Task material:
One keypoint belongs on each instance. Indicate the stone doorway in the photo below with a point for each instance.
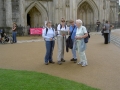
(85, 13)
(34, 18)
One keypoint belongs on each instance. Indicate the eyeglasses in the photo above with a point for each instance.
(62, 21)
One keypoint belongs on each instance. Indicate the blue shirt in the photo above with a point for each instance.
(74, 32)
(50, 34)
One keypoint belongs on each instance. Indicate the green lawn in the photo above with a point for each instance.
(25, 80)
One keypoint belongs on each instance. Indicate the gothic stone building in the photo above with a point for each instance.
(36, 12)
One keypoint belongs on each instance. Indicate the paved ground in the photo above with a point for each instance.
(102, 72)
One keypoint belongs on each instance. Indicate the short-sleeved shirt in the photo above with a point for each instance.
(62, 29)
(107, 28)
(74, 31)
(50, 34)
(81, 31)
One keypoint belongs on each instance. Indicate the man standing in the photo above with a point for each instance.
(73, 29)
(98, 25)
(61, 39)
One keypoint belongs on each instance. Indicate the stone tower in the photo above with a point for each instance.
(36, 12)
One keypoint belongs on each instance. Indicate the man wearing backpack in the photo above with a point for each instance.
(48, 35)
(73, 29)
(61, 39)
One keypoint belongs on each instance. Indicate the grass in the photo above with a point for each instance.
(25, 80)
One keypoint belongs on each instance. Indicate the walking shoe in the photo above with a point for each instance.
(62, 60)
(59, 62)
(52, 62)
(75, 60)
(84, 64)
(72, 59)
(46, 63)
(80, 63)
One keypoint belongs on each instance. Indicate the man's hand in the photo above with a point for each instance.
(78, 38)
(63, 35)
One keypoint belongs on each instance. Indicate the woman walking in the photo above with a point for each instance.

Problem to solve: Reproduce the material above word for word, starting at the line that contains "One keypoint belongs on each instance. Indicate the paved" and continuing through the last line of the material.

Reply:
One keypoint belongs on each instance. Indicate the paved ground in the photo above with a point for each instance.
(102, 72)
One keypoint belongs on each instance. Indicate the short-sleeved shirt in the photo above with a point for each instance.
(62, 29)
(107, 28)
(74, 31)
(50, 34)
(81, 31)
One keypoint belongs on each instance. Indicate the man standing in the photo above with a point for each instance.
(73, 29)
(98, 25)
(61, 39)
One keypoint belongs on each instance. Indicate the stone tower in the photo above with a point for each instance.
(36, 12)
One keypoint belongs on each instance. Indicate the man wearing backpack in the photo above with a point for each instance.
(48, 35)
(73, 29)
(61, 39)
One keypoint belongs on each instance. Indicate the grass in the photo above with a point for each instance.
(25, 80)
One keypoint belongs on each instance. Indicate the walking shoe in the photo above with a point for each instance.
(62, 60)
(59, 62)
(52, 62)
(75, 60)
(84, 64)
(72, 59)
(46, 63)
(80, 63)
One keypoint belongs on each instance. Indicate the man's hand in the photo above with a point for each instance.
(78, 38)
(63, 35)
One keypoint belongs on each instance. Indicate the woman walking in the photo above with a point for each instance.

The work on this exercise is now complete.